> **Given text**:
########################################
Skip to main content

Evaluators

Evaluators

An evaluator inspects a subject's output after a task run and returns a score from 0 to 100, plus a reasoning string explaining the score. Each task can have multiple evaluators; their scores are combined into a single weighted average.

Scoring

final score = Σ(evaluator.score × evaluator.weight) / Σ(weights)

Each evaluator has a weight you set when adding it to a task. A weight of 2 makes that evaluator count twice as much as one with weight 1. Weights are relative — only the ratios matter.

Every evaluator result includes:

  • score — normalised 0–100
  • rawScore — original value before normalisation (varies by evaluator type)
  • reasoning — explanation produced by the evaluator

Evaluator types

Expected Output

Compares the subject's output against a target string you define on the task.

Match modeHow it works
exactOutput must match the expected string exactly (100 or 0)
containsOutput must contain the expected string (100 or 0)
regexOutput must match a regular expression (100 or 0)
semanticAn LLM judge decides how semantically similar the output is to the expected (0–100)
########################################
[Point-per-instance localization data]
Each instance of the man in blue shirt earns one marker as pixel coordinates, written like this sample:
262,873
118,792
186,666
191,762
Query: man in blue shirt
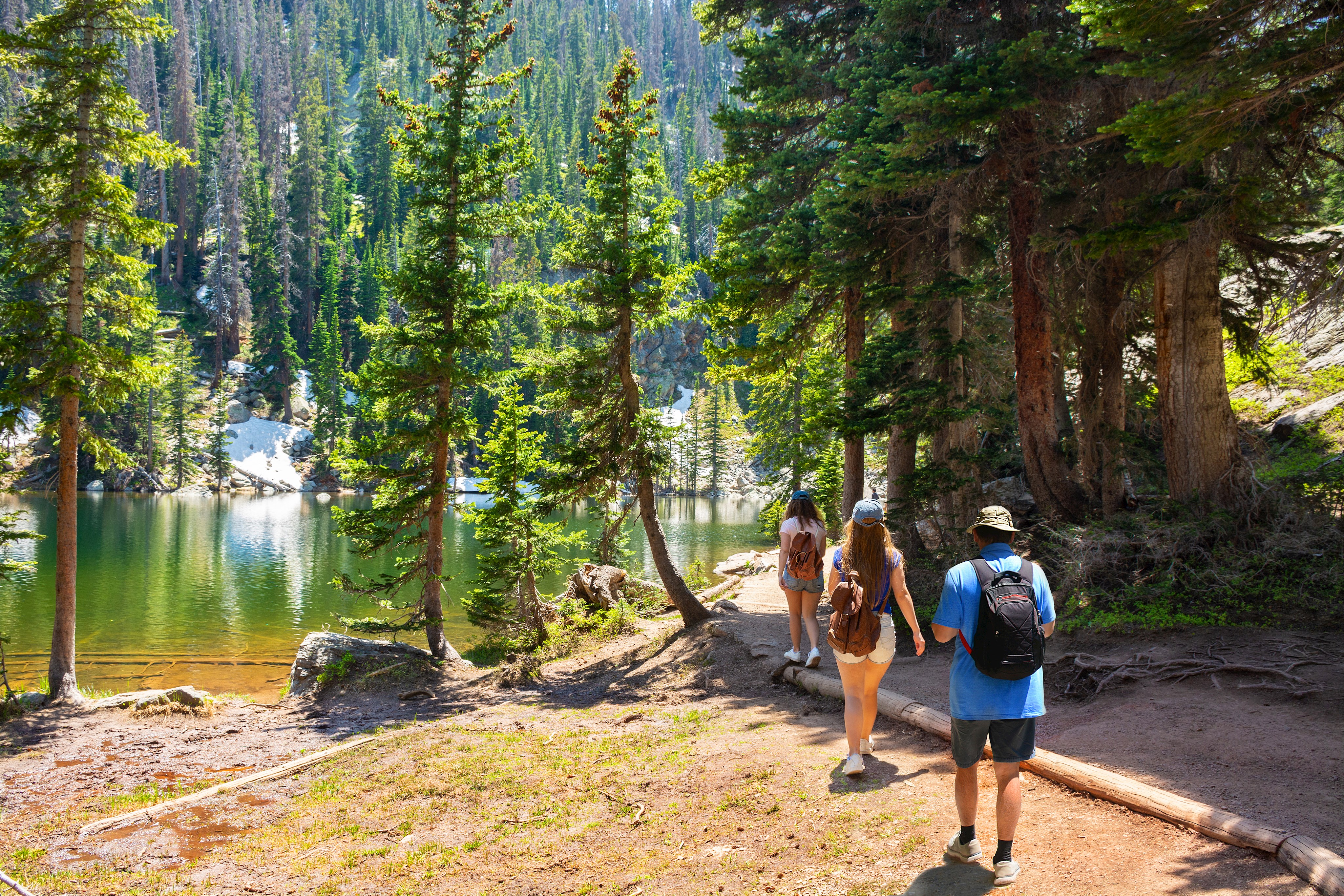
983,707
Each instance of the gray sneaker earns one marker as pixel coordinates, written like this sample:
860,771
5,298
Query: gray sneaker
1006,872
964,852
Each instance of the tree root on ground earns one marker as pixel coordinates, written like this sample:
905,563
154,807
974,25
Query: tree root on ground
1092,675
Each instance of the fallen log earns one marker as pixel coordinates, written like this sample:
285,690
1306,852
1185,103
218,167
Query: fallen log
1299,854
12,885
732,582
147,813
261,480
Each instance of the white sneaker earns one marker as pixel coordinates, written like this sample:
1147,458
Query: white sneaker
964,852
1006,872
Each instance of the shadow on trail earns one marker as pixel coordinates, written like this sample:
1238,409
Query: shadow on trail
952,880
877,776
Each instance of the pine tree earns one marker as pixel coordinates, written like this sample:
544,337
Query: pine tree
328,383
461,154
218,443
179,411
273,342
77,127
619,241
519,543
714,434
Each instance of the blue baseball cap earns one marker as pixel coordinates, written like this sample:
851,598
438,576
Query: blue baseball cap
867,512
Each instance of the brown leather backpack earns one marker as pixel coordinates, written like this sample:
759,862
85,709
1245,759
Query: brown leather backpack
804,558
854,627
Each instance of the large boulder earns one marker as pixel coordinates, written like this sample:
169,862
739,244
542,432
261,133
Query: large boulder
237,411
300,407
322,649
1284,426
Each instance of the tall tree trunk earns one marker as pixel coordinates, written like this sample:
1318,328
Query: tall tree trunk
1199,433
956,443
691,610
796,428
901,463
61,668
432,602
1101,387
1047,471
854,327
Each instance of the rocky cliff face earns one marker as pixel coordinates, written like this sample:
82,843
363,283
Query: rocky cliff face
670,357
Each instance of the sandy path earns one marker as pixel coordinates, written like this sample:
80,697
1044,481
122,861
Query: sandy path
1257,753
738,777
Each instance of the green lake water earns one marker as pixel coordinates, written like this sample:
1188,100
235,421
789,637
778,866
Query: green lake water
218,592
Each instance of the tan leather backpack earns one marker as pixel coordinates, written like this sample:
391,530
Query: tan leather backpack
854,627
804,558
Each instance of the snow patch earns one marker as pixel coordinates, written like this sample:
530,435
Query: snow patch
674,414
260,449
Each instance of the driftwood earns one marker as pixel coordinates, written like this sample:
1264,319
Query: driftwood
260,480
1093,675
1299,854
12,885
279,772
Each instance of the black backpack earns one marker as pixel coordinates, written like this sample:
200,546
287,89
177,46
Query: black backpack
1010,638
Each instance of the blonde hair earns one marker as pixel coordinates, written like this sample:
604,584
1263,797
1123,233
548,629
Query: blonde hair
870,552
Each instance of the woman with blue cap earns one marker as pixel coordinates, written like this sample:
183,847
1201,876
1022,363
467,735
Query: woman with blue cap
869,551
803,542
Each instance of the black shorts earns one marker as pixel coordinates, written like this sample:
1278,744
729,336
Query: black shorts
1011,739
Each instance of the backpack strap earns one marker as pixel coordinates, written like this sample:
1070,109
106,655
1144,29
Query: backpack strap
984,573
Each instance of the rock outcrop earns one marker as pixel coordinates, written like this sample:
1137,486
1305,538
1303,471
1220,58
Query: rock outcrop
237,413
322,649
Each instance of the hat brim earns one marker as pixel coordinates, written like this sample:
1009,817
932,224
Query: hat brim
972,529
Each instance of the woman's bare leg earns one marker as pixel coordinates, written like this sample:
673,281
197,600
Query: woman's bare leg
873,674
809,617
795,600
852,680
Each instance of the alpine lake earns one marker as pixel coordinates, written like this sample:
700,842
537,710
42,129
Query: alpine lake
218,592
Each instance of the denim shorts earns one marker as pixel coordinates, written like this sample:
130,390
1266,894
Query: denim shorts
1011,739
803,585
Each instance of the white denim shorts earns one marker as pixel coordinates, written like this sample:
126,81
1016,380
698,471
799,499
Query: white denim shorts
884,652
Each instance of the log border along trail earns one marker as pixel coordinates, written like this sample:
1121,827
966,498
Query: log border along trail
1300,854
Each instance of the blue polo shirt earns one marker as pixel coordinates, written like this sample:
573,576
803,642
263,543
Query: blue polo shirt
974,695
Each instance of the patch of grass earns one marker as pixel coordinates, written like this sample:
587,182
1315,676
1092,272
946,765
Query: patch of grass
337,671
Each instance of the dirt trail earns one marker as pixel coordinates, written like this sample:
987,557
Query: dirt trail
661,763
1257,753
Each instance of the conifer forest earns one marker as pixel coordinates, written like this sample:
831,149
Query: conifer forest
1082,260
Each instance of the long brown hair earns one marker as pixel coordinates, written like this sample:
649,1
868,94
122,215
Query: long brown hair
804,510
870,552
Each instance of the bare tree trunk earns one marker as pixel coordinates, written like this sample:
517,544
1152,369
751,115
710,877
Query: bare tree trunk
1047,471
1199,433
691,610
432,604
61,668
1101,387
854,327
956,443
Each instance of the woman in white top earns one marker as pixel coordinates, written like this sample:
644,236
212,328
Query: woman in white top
########################################
> **Task**: Translate into Spanish this sentence from the text on evaluators: "A weight of 2 makes that evaluator count twice as much as one with weight 1."

> **Written solution**: Un peso de 2 hace que ese evaluador cuente el doble que uno con peso 1.